### Exercise passage
========
Why We Need to Redefine Intelligence

A radio interview confirms her experience as a mother with a child labeled as "average." 

by Elizabeth Titus • More.com Member { View Profile }

"This is my daughter he’s describing," I think as I listen to cognitive psychologist Scott Barry Kaufman on The Leonard Lopate show on NPR affiliate station WNYC (June 6, 2013). He is telling the truth about how wrong it is to label our children at a very young age (Ungifted: Intelligence Redefined, Basic Books, 2013).

“I’m average, Mom,” my daughter would tell me as she struggled through high school. Ninth grade was the worst.

“Why do you say that?” I’d ask.

“Because that’s what the test results say,” she’d reply. “Get over it, Mom!”

“LSAT, MCAT, ACT, SAT, GPA, IQ,” Leonard Lopate intones at the opening of his show. “The higher the score, the smarter you are, the more likely you’ll be a success in life.” He is being drippingly ironic, as only he can be.

Scott Barry Kaufman knows from whence he speaks. He was relegated to special education as a child, and today he is adjunct assistant professor of psychology at New York University. He completed his doctorate at Yale, received an M.Phil. from the University of Cambridge, and earned his undergraduate degree from Carnegie Mellon University.

As Kaufman describes his own odyssey, I'm reminded of another book from another season, and the word, “grit.” When I heard Paul Tough (How Children Succeed: Grit, Curiosity, and the Hidden Power of Character, 2012) on NPR last September, I also thought of my daughter.

Paul Tough’s argument is similar to Kaufman’s: He refutes the idea that success comes to children who score highest on standardized tests, from pre-school admissions to the SATs. He argues for a different understanding of what makes a successful child, believing that the qualities that matter most have less to do with IQ and more to do with character and skills like grit, curiosity, conscientiousness, and optimism. Both authors back up their arguments with research in genetics, neuroscience, ecomomics, and psychology.
========
### Requirement
Write out the part of the exercise passage that starts with the words containing "by Elizabeth Titus" and ends with "was the worst.", word for word. The listing has nothing to do with the exercise passage.

### Records
========
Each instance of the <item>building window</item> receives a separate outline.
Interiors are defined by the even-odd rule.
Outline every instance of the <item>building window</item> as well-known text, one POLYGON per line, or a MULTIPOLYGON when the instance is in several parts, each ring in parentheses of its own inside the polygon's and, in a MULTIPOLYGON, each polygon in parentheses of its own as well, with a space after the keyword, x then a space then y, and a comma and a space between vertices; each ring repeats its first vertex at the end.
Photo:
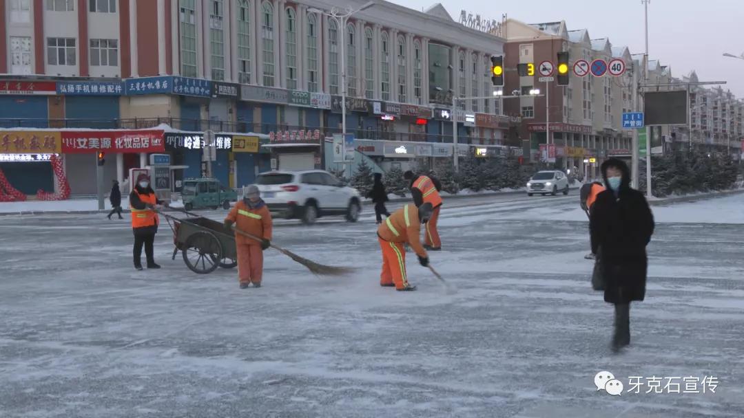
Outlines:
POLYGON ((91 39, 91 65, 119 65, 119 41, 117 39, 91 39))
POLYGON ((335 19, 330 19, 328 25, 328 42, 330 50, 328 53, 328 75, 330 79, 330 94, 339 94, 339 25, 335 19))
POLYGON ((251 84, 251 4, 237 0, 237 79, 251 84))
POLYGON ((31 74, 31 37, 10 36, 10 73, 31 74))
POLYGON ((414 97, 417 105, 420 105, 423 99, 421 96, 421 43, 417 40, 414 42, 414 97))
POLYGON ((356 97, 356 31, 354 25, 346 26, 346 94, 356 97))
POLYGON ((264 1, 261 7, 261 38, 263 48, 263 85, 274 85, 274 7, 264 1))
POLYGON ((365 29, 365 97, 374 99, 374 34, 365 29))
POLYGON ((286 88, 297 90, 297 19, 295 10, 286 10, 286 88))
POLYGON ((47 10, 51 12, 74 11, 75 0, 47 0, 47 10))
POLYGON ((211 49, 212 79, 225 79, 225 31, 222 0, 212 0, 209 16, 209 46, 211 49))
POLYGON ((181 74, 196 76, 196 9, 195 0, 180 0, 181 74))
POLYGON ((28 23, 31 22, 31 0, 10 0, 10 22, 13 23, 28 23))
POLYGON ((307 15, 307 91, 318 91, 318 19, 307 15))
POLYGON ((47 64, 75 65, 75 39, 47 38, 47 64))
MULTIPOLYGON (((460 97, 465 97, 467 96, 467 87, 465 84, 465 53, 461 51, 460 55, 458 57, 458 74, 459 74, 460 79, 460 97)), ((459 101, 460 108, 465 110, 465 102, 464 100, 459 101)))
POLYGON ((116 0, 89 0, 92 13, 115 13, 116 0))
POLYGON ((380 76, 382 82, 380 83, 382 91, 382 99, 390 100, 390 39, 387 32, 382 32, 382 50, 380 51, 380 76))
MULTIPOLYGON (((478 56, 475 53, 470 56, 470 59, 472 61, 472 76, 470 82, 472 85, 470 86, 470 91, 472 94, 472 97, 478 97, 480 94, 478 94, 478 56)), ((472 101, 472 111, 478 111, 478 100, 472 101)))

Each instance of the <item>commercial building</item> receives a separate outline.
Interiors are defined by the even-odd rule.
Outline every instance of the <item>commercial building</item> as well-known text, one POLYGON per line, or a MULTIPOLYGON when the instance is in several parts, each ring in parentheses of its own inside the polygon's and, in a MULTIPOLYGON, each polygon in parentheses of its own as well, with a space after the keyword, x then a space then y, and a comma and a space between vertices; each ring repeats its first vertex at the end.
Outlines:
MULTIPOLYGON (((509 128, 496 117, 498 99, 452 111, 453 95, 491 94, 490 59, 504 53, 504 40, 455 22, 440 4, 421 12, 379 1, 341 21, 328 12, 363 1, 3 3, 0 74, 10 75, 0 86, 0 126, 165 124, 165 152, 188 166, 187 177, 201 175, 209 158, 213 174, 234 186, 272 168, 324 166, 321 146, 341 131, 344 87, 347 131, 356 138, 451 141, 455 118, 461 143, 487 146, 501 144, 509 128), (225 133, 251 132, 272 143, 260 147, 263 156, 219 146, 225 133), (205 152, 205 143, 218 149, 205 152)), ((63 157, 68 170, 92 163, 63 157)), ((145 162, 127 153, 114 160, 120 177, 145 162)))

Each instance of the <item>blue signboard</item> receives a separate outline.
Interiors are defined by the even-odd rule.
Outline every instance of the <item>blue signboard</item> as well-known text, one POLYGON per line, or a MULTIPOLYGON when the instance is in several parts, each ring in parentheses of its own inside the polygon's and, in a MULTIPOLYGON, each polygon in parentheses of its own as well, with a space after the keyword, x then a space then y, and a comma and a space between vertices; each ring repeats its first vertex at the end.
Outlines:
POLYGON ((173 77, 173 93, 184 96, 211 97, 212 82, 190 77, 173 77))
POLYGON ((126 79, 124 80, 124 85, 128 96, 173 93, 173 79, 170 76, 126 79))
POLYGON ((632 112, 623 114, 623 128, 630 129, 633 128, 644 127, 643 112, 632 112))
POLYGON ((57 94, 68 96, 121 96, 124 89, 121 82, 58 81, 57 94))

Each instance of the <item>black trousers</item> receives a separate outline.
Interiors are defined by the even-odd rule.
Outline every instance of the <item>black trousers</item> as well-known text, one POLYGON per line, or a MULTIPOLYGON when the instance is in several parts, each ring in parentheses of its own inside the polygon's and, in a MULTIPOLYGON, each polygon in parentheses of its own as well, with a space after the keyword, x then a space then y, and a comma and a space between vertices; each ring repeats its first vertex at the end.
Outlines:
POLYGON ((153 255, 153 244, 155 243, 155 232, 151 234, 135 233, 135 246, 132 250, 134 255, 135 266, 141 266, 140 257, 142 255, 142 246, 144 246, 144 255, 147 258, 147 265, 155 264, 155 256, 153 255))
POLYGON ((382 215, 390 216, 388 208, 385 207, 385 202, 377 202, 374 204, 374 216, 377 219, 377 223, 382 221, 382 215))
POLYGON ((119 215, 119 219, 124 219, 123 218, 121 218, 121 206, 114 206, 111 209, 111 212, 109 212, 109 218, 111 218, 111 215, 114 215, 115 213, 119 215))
========
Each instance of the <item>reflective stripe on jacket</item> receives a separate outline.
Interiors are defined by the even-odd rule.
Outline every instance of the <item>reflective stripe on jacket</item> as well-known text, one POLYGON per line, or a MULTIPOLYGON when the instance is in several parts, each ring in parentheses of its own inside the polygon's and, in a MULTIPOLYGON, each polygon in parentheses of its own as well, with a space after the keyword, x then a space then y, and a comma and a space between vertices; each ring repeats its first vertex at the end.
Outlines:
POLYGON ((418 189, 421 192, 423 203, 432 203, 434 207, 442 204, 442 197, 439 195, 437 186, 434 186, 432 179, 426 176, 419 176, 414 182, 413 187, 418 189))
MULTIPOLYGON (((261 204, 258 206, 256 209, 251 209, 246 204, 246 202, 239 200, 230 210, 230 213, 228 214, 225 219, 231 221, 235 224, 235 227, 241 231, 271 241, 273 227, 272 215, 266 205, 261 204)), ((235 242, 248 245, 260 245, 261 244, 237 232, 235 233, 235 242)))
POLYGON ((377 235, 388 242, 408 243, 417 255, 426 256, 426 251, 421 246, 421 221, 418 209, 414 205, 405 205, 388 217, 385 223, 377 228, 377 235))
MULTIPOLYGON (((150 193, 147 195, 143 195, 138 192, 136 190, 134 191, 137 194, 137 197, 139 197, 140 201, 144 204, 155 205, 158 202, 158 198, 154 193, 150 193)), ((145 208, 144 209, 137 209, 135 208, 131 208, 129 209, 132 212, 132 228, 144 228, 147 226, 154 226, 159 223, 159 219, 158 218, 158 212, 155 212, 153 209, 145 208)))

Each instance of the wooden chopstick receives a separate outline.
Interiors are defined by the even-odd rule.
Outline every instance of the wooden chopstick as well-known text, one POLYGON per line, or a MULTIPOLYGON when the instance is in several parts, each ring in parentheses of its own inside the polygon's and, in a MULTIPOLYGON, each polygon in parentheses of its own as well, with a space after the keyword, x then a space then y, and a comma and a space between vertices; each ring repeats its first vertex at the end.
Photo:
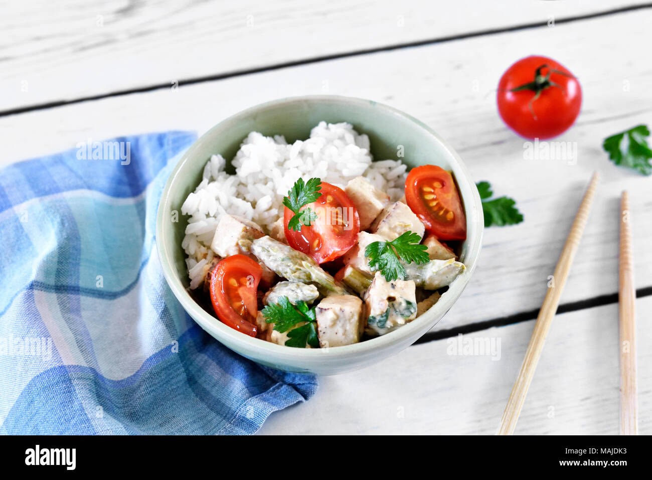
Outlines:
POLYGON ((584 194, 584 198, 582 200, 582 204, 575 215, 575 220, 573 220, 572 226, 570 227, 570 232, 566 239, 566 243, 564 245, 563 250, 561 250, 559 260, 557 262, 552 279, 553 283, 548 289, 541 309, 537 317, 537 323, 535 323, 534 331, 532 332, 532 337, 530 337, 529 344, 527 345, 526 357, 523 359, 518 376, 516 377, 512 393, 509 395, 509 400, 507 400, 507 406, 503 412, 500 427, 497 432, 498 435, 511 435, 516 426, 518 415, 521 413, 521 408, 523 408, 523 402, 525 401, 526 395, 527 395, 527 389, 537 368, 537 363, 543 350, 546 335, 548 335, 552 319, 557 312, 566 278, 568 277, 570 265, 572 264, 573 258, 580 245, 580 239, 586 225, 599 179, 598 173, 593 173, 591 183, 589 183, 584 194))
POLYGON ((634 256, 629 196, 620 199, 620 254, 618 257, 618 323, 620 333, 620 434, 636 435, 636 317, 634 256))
========
### Response to this exercise
by Elizabeth Titus • More.com Member { View Profile }

"This is my daughter he’s describing," I think as I listen to cognitive psychologist Scott Barry Kaufman on The Leonard Lopate show on NPR affiliate station WNYC (June 6, 2013). He is telling the truth about how wrong it is to label our children at a very young age (Ungifted: Intelligence Redefined, Basic Books, 2013).

“I’m average, Mom,” my daughter would tell me as she struggled through high school. Ninth grade was the worst.